* **Text for analysis**
We have as Michael Lind puts it, "a demagogy gap." A technocratic approach to governance wilts before the onslaught of a passionate, mobilized opponent every time. The Republicans have organized chaos on tap, and can turn it out into the street with a snap of their fingers. We, on the other hand, have no visible leadership. The mystery of the missing leadership and the movement that never materialized demands an answer. We have soldiers waiting for orders. In fact they've been waiting so long that many no longer believe any order is coming. I know I was hoping for a gladiator not a conciliator. Because if there is one solid fact I know I can rely on it is that the Republicans are implacable on the issue of healthcare, (universal healthcare contradicts and invalidates their whole world view so they will stop at nothing to defeat it). And the interests that fund them are the reigning world champions at negotiating with one hand while lunging with a dagger in the other. The only thing that can overcome that combination of mob violence and Machiavellian skulduggery
is to oppose it with a passionate, mass movement of your own. But that is not to Obama's taste apparently. That is not what a genteel Harvard professor does. As a highly intelligent cultivated man he tends to seek out persons like himself who can understand all the issues and master all the details on the other side - high level people from the various medical industry groups, the opposing party - to work out their differences in an exchange of their keen intellects. But what if he's all wrong? What if the main battles that decide the Health Care Reform War are not fought and won with witty ripostes over a White House tea? What if it's fought in the gutters of society, not in the salon?

* **Data for analysis**
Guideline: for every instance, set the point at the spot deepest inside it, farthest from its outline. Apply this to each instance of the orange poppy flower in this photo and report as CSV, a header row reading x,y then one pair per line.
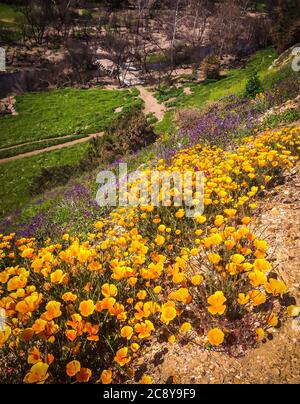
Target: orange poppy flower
x,y
86,308
73,368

* **Work request**
Please repeat the health care reform text in full, word for word. Rely only on the health care reform text, not on the records.

* **Solution below**
We have as Michael Lind puts it, "a demagogy gap." A technocratic approach to governance wilts before the onslaught of a passionate, mobilized opponent every time. The Republicans have organized chaos on tap, and can turn it out into the street with a snap of their fingers. We, on the other hand, have no visible leadership. The mystery of the missing leadership and the movement that never materialized demands an answer. We have soldiers waiting for orders. In fact they've been waiting so long that many no longer believe any order is coming. I know I was hoping for a gladiator not a conciliator. Because if there is one solid fact I know I can rely on it is that the Republicans are implacable on the issue of healthcare, (universal healthcare contradicts and invalidates their whole world view so they will stop at nothing to defeat it). And the interests that fund them are the reigning world champions at negotiating with one hand while lunging with a dagger in the other. The only thing that can overcome that combination of mob violence and Machiavellian skulduggery
is to oppose it with a passionate, mass movement of your own. But that is not to Obama's taste apparently. That is not what a genteel Harvard professor does. As a highly intelligent cultivated man he tends to seek out persons like himself who can understand all the issues and master all the details on the other side - high level people from the various medical industry groups, the opposing party - to work out their differences in an exchange of their keen intellects. But what if he's all wrong? What if the main battles that decide the Health Care Reform War are not fought and won with witty ripostes over a White House tea? What if it's fought in the gutters of society, not in the salon?